▶ _Requirement_: Rewrite every line below in full, including the wording that asks for boxes, and shift each box coordinate in the answers by -60. Leave the pictures out.
## begin Task inputs
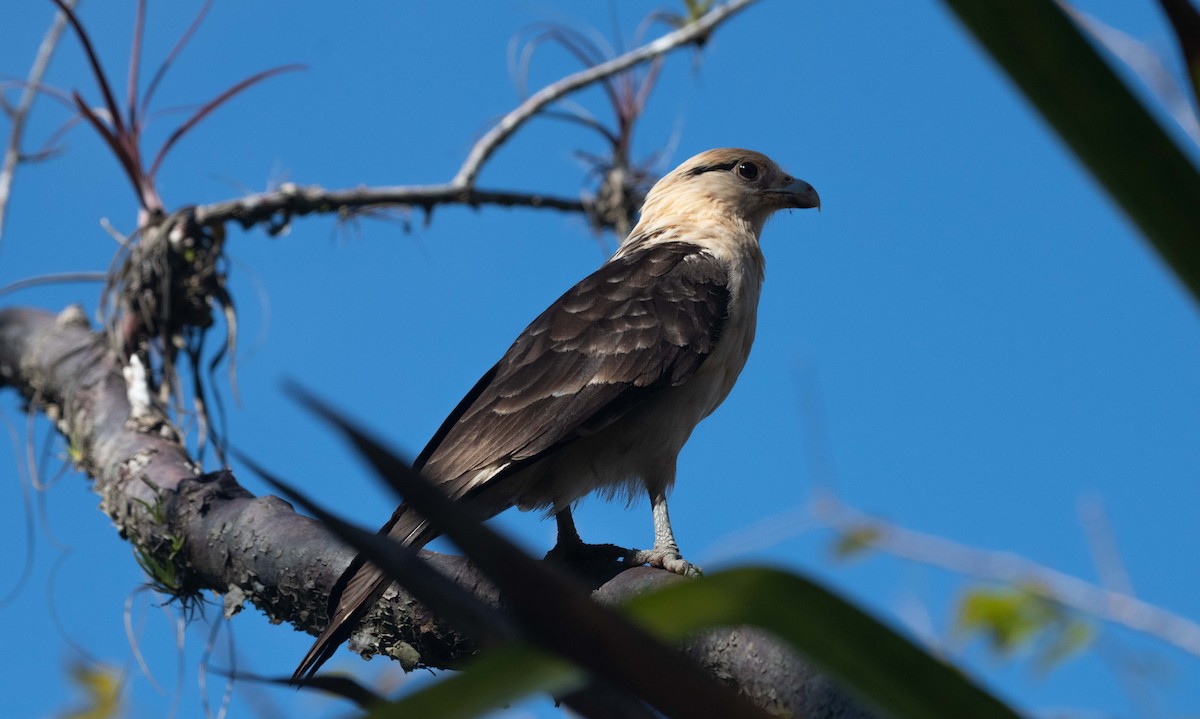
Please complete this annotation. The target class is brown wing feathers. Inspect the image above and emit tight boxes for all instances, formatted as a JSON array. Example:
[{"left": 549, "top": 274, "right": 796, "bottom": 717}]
[{"left": 294, "top": 241, "right": 728, "bottom": 678}]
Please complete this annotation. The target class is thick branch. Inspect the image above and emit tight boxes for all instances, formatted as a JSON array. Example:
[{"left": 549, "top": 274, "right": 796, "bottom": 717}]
[{"left": 0, "top": 308, "right": 865, "bottom": 719}]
## end Task inputs
▶ _Task answer_:
Please complete this annotation. The target class is brown wing feathers. Inspect the image above and emit tight boxes for all instances, formatted as a JSON array. Example:
[{"left": 549, "top": 274, "right": 796, "bottom": 717}]
[{"left": 234, "top": 181, "right": 668, "bottom": 618}]
Please complete this annotation. The target class is thick branch. Inspect the image above and emit tight boxes for all instances, formatted as a JSON array. Example:
[{"left": 549, "top": 274, "right": 796, "bottom": 717}]
[{"left": -60, "top": 248, "right": 805, "bottom": 659}]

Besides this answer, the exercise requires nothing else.